*Extracted text:*
* * * * *

My question is from Cazenave's book "Semilinear Schrödinger Equation", page 35. I am stuck with Step 2 of the Strichartz's estimates.

The book says that $||\Phi_f(t)||_{L^2}^2=\left(\int_0^t \mathcal{T}(t-s)f(s)ds,\int_0^t \mathcal{T}(t-\sigma)f(\sigma)d\sigma\right)_{L^2}=$

$\underbrace{\int_0^t\int_0^t\left( \mathcal{T}(t-s)f(s), \mathcal{T}(t-\sigma)f(\sigma)\right)_{L^2}d\sigma ds=\int_0^t \int_0^t \left( f(s),\mathcal{T}(s-\sigma)f(\sigma)\right)_{L^2}d\sigma ds=}_?$

$=\int_0^t\left(f(s),\Theta_{t,f}(s)\right)_{L^2}ds$,

where $\Theta_{t,f}(s)$ was defined earlier in the chapter, but it is not important for the purpose of this question.

$\mathcal{T}(t)$ is defined as the group of isometries on $L^2(\Omega)$ generated by the skew-adjoint operator $iA$, where $A$ is the Laplacian with the Dirichlet boundary conditions on $\partial\Omega$. On the other hand there is a theorem which says that $\mathcal{T}(t)\phi(x)=(4\pi it)^{-\frac{N}{2}}\int_{\mathbb{R}^N}e^\frac{i|x-y|^2}{4t}\phi(y)dy$ for suitable functions $\phi$.

* * * * *

Source data:

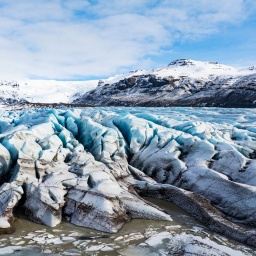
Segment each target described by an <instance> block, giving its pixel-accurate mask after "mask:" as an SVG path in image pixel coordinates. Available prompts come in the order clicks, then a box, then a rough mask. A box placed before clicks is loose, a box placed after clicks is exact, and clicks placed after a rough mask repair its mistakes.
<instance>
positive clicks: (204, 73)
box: [0, 59, 255, 103]
mask: <svg viewBox="0 0 256 256" xmlns="http://www.w3.org/2000/svg"><path fill="white" fill-rule="evenodd" d="M252 74H255V68H246V69H237V68H234V67H231V66H227V65H223V64H219V63H216V62H202V61H195V60H189V59H185V60H182V59H181V60H175V61H173V62H171V63H170V64H169V65H168V66H167V67H162V68H157V69H153V70H136V71H131V72H129V73H126V74H118V75H115V76H112V77H109V78H107V79H102V80H88V81H55V80H21V81H0V95H1V97H2V98H3V99H8V98H9V99H16V100H22V99H23V100H27V101H29V102H34V103H60V102H62V103H71V102H73V101H74V100H76V99H77V98H79V97H81V96H82V95H84V94H85V93H86V92H88V91H90V90H93V89H95V88H96V87H97V86H98V85H99V81H102V85H99V86H103V85H104V84H105V85H106V84H114V83H117V82H119V81H120V80H123V79H125V78H131V77H135V76H143V75H144V76H145V75H155V76H156V77H158V78H174V79H176V78H181V77H183V78H184V77H189V78H190V79H193V81H194V82H198V81H199V82H200V80H209V81H214V80H215V79H217V80H219V79H220V78H222V79H224V78H226V80H227V81H226V84H223V85H222V87H223V88H224V87H227V86H228V85H229V84H231V83H235V82H236V81H239V77H241V76H246V75H252ZM177 96H178V95H177ZM197 96H198V95H197ZM0 103H1V102H0Z"/></svg>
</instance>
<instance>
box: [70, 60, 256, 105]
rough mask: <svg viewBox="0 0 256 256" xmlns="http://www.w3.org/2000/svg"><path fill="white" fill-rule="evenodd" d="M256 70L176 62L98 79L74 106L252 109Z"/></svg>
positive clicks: (180, 61)
mask: <svg viewBox="0 0 256 256" xmlns="http://www.w3.org/2000/svg"><path fill="white" fill-rule="evenodd" d="M255 88H256V71H255V68H254V67H250V68H248V69H244V70H237V69H235V68H232V67H229V66H225V65H222V64H219V63H216V62H200V61H193V60H187V59H180V60H175V61H173V62H171V63H170V64H169V65H168V67H167V68H162V69H155V70H148V71H146V70H140V71H134V72H130V73H129V74H126V75H119V76H116V77H113V78H110V79H107V80H102V81H101V82H100V83H99V85H98V87H97V88H96V89H94V90H92V91H89V92H87V93H85V94H84V95H83V96H82V97H78V98H77V99H76V100H75V101H74V103H80V104H81V103H84V104H85V103H86V104H94V105H99V106H192V107H198V106H207V107H212V106H214V107H255V106H256V89H255Z"/></svg>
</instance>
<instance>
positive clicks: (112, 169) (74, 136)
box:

* * * * *

*Exercise requirements:*
(a) Copy the Strichartz estimates post word for word from "The book says" to "of this question.".
(b) Write what follows the final sentence of the Strichartz estimates post.

*Answers to the tasks:*
(a)
The book says that $||\Phi_f(t)||_{L^2}^2=\left(\int_0^t \mathcal{T}(t-s)f(s)ds,\int_0^t \mathcal{T}(t-\sigma)f(\sigma)d\sigma\right)_{L^2}=$

$\underbrace{\int_0^t\int_0^t\left( \mathcal{T}(t-s)f(s), \mathcal{T}(t-\sigma)f(\sigma)\right)_{L^2}d\sigma ds=\int_0^t \int_0^t \left( f(s),\mathcal{T}(s-\sigma)f(\sigma)\right)_{L^2}d\sigma ds=}_?$

$=\int_0^t\left(f(s),\Theta_{t,f}(s)\right)_{L^2}ds$,

where $\Theta_{t,f}(s)$ was defined earlier in the chapter, but it is not important for the purpose of this question.

(b)
I would really appreciate if someone could give me a hand. I actually struggle with the third equality, namely how the identity below is determined:

$\int_{0}^{t}\int_{0}^{t} (\mathcal{T}(t-s)f(s),\mathcal{T}(t-\sigma)f(\sigma))_{L^2} d\sigma ds=\int_{0}^{t}\int_{0}^{t} (f(s),\mathcal{T}(s-\sigma)f(\sigma))_{L^2} d\sigma ds$.

If I am not wrong, I need to prove that

$\int\mathcal{T}(t-s)f(s)\overline{\mathcal{T}(t-\sigma)f(\sigma)}=\int f(s)\overline{\mathcal{T}(s-\sigma)f(\sigma)}$,

where the $L^2$ inner product is defined by $(u,v)_{L^2}$=Re $\int_{\Omega}u(x)\overline{v(x)}dx$.

Thanks in advance!